Count how many lines of the listing below contain the string "window", treating case as significant, and give only that number.

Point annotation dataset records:
-- begin --
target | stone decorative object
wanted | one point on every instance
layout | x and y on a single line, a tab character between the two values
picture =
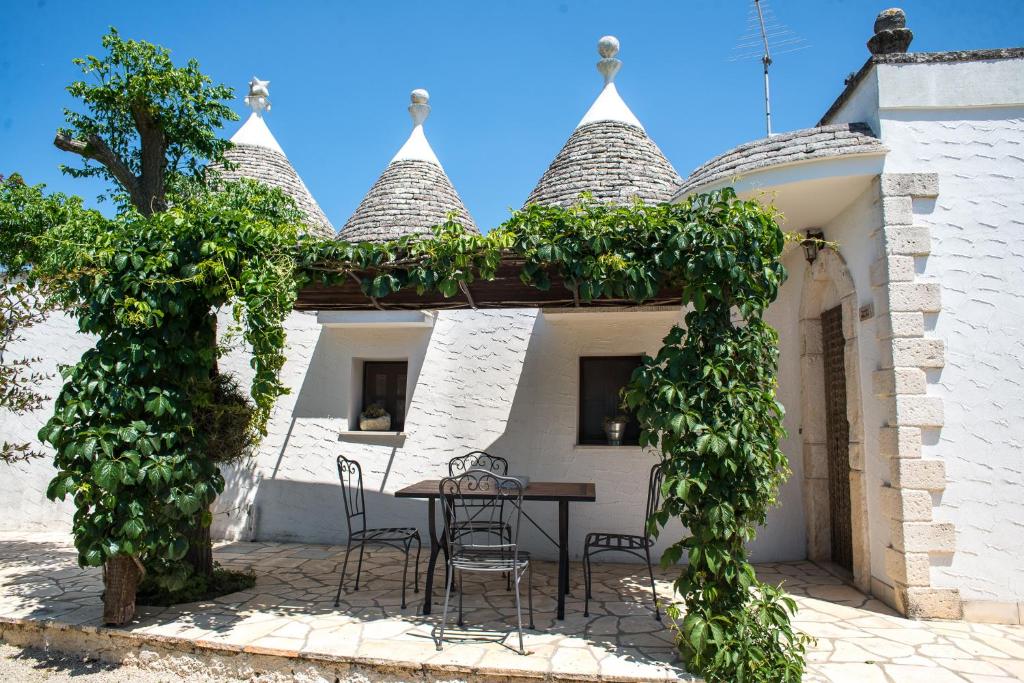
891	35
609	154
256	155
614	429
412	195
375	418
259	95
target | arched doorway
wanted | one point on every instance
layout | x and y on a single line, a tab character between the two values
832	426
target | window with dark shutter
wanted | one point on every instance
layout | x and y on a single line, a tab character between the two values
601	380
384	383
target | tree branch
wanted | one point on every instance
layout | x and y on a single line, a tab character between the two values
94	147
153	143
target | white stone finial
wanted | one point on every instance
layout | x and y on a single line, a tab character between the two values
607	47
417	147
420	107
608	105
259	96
-- end --
-- begin --
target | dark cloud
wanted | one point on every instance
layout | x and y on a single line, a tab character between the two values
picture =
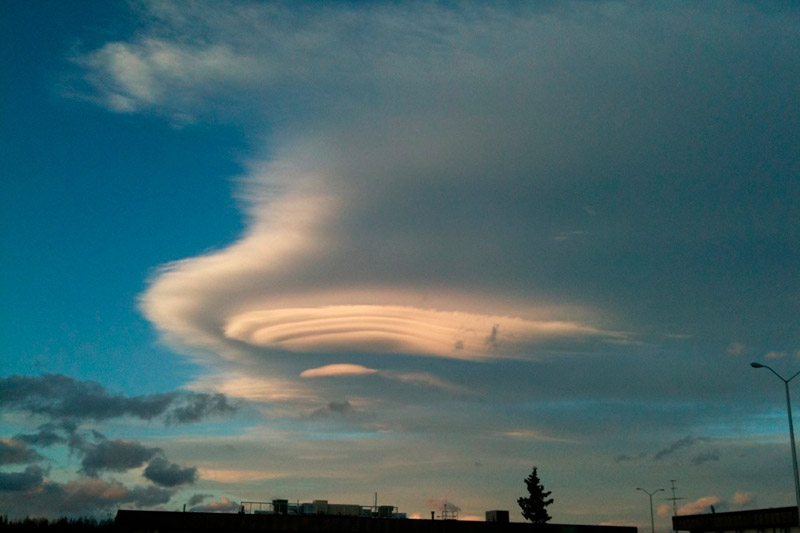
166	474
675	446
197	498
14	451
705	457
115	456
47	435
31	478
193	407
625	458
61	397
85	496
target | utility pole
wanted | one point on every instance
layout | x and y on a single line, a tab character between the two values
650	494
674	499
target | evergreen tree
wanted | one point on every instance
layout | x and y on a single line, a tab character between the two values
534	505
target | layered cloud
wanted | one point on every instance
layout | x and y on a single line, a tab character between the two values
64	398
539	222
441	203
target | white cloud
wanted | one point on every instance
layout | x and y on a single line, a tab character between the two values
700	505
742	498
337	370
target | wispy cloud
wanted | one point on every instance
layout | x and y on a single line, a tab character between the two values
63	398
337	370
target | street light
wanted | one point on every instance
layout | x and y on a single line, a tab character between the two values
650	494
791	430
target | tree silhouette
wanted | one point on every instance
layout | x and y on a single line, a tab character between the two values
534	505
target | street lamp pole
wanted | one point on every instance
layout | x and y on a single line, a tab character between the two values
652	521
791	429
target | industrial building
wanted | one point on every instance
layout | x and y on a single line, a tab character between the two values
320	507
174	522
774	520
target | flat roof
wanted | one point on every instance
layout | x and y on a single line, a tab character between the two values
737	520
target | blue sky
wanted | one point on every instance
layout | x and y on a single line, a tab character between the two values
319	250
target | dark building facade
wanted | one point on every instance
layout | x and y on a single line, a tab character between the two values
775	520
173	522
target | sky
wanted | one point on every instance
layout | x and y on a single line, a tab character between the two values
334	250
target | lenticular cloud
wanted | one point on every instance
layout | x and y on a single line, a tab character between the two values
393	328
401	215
-- end --
-- begin --
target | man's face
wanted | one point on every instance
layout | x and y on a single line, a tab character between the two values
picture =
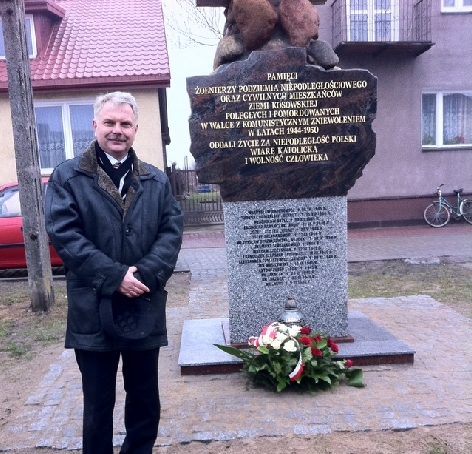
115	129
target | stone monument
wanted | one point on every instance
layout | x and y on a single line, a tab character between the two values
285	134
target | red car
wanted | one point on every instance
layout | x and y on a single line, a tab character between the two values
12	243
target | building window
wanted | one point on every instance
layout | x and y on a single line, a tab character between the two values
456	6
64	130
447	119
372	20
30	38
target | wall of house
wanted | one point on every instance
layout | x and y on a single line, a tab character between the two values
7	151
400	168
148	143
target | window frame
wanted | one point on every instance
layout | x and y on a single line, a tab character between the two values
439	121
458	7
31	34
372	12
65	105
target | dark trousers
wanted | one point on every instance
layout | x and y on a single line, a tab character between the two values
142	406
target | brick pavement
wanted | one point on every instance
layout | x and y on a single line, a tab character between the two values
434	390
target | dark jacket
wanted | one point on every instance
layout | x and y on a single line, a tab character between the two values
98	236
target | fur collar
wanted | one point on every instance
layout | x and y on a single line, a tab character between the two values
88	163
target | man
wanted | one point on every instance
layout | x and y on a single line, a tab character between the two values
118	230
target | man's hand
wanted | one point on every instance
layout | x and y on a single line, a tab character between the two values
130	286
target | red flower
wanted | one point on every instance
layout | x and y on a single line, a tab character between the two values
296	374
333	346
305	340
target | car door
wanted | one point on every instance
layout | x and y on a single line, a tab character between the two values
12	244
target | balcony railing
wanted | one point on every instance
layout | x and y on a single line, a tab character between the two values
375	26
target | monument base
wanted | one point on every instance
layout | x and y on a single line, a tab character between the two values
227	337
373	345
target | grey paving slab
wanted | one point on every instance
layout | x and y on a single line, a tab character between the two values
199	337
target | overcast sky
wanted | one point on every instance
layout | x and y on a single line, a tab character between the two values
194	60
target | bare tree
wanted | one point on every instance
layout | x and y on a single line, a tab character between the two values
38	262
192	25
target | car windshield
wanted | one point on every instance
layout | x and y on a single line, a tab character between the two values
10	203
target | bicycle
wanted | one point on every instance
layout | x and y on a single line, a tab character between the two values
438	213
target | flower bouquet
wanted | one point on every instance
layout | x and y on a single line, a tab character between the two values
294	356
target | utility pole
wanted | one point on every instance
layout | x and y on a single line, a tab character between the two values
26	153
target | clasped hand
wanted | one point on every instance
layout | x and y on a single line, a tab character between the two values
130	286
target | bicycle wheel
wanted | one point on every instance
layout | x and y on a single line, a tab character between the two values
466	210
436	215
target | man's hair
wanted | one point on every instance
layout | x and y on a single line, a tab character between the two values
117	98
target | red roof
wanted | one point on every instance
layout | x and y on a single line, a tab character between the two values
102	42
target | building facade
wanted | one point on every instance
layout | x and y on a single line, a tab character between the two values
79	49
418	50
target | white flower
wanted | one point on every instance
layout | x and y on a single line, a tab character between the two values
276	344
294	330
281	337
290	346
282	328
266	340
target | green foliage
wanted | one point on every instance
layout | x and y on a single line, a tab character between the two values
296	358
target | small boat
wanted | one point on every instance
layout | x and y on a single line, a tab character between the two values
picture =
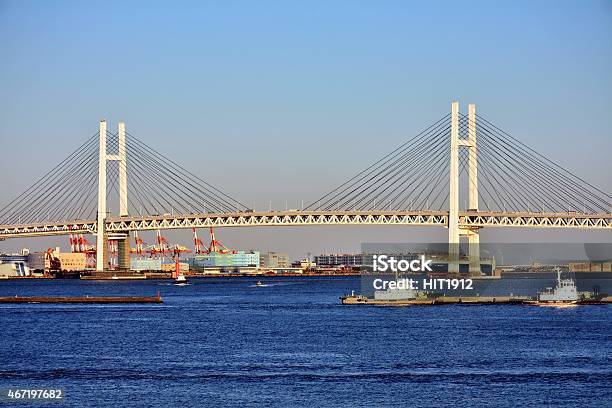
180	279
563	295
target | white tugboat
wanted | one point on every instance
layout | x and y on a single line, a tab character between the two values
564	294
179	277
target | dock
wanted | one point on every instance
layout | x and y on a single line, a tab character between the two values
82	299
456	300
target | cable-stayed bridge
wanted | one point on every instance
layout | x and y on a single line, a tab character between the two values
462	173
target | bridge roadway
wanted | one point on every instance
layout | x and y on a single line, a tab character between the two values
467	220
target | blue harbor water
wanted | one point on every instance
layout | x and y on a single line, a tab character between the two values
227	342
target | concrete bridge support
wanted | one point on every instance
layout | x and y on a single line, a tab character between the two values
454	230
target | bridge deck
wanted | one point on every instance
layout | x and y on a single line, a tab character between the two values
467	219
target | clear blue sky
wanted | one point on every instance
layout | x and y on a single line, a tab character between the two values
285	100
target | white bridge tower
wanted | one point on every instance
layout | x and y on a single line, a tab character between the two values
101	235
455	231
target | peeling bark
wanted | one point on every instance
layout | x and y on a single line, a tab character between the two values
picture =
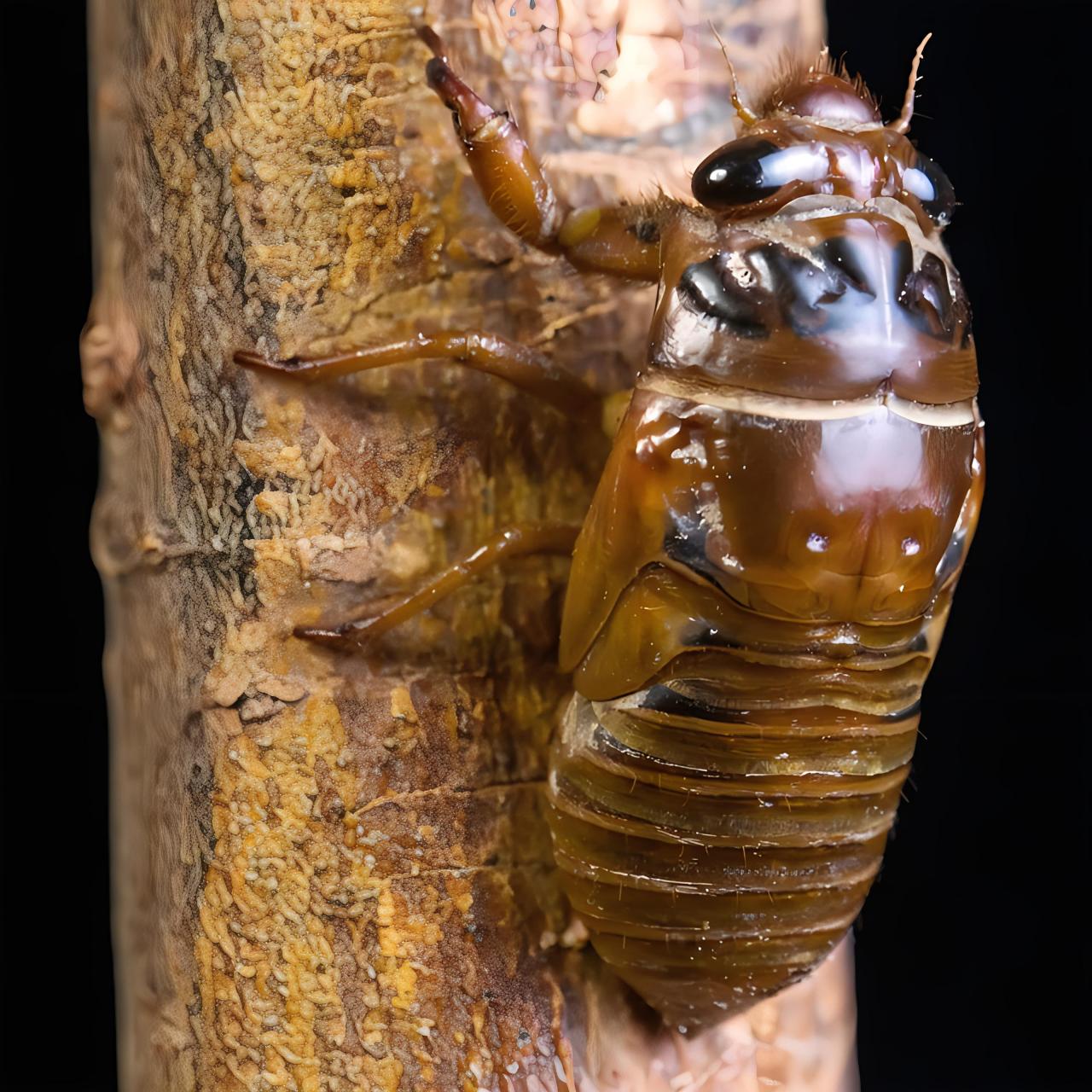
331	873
-- end --
Full solution: 3